Directions for this task:
Lines holding the string "below" are the ones to copy from this listing.

Records provided:
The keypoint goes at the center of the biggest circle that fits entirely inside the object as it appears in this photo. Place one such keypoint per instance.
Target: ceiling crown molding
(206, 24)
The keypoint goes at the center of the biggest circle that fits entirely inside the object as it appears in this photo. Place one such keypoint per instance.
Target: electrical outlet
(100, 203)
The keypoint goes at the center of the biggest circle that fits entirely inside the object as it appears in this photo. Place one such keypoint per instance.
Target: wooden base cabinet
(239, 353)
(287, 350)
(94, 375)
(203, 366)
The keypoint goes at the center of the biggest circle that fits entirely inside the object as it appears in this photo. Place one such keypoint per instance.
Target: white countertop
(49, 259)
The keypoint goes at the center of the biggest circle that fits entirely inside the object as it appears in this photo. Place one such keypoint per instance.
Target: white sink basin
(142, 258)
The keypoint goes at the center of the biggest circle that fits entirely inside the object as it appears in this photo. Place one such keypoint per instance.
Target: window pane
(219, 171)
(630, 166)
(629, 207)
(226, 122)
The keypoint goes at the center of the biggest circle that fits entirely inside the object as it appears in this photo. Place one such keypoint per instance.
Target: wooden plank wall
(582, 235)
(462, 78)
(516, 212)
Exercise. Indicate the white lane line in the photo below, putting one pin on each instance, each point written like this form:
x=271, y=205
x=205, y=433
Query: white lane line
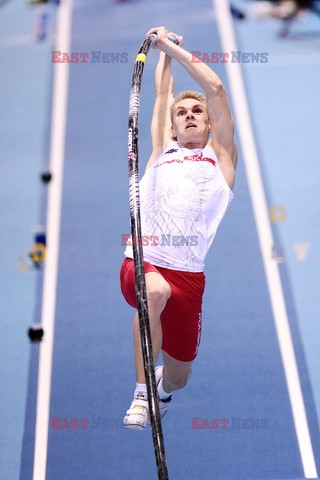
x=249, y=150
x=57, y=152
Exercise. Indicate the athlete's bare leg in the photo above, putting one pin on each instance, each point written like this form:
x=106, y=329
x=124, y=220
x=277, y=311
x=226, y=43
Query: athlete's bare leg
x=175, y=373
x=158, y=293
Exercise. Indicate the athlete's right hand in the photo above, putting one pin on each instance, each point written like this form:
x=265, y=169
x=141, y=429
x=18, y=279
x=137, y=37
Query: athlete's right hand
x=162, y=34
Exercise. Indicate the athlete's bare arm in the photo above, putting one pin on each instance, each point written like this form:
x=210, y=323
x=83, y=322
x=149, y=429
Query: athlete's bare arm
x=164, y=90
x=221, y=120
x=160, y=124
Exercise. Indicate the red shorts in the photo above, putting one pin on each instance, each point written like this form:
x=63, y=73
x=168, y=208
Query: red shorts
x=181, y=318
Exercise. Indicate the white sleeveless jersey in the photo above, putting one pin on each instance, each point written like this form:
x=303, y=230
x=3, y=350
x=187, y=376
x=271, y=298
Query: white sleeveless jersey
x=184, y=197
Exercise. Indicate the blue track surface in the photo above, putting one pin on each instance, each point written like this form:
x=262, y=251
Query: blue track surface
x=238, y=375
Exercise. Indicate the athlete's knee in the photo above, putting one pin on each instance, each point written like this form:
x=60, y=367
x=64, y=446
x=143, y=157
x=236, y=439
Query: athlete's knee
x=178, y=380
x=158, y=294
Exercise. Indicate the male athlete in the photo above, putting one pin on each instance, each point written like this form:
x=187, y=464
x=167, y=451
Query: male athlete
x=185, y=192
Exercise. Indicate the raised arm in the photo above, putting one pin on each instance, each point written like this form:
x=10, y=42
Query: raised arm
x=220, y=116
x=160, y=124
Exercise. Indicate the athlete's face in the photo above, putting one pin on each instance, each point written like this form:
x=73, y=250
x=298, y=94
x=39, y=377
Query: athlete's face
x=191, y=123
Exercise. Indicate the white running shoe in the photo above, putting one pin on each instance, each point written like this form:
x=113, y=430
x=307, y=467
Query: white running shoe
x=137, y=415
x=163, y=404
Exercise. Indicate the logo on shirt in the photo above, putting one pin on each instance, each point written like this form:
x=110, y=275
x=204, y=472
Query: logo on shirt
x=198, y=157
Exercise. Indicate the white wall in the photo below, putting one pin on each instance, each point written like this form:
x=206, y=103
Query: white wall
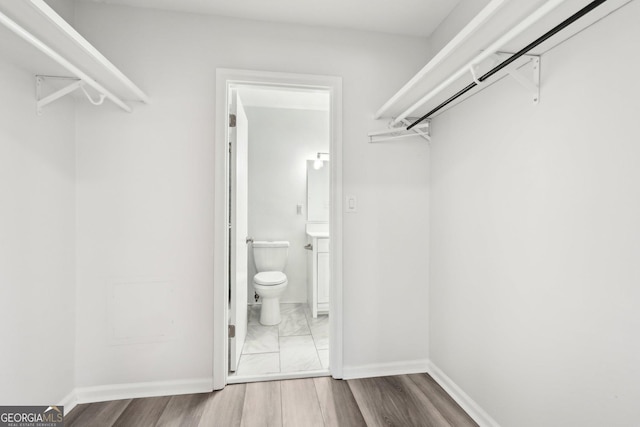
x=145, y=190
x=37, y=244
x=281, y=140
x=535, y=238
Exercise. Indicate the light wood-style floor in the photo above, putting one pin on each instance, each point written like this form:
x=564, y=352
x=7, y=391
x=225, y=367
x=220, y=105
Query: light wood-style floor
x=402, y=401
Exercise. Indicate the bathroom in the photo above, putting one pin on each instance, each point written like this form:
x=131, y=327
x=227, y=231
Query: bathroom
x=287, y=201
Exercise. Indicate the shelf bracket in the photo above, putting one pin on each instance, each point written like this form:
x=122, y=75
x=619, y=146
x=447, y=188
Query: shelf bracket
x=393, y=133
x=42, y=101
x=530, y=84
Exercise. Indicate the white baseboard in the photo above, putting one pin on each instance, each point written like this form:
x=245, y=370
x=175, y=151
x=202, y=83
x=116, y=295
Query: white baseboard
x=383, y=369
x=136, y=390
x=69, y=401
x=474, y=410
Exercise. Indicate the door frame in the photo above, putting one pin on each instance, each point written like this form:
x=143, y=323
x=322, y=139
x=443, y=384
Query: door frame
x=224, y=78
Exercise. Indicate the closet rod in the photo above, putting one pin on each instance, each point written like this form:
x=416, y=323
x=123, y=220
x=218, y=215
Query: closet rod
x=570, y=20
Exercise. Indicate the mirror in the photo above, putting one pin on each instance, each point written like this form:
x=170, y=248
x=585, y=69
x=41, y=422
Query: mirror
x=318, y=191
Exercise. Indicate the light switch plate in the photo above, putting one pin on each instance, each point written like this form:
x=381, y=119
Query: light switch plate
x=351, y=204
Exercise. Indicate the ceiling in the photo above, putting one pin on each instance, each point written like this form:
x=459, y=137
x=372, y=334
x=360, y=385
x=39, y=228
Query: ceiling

Answer for this exercise:
Exercise. Indicate the white lane line in the photo below, putting one pin on each instance, each point written like this form:
Exercise. Indicate the white wall in the photo below, putting one pin on each instance, each point written like this form:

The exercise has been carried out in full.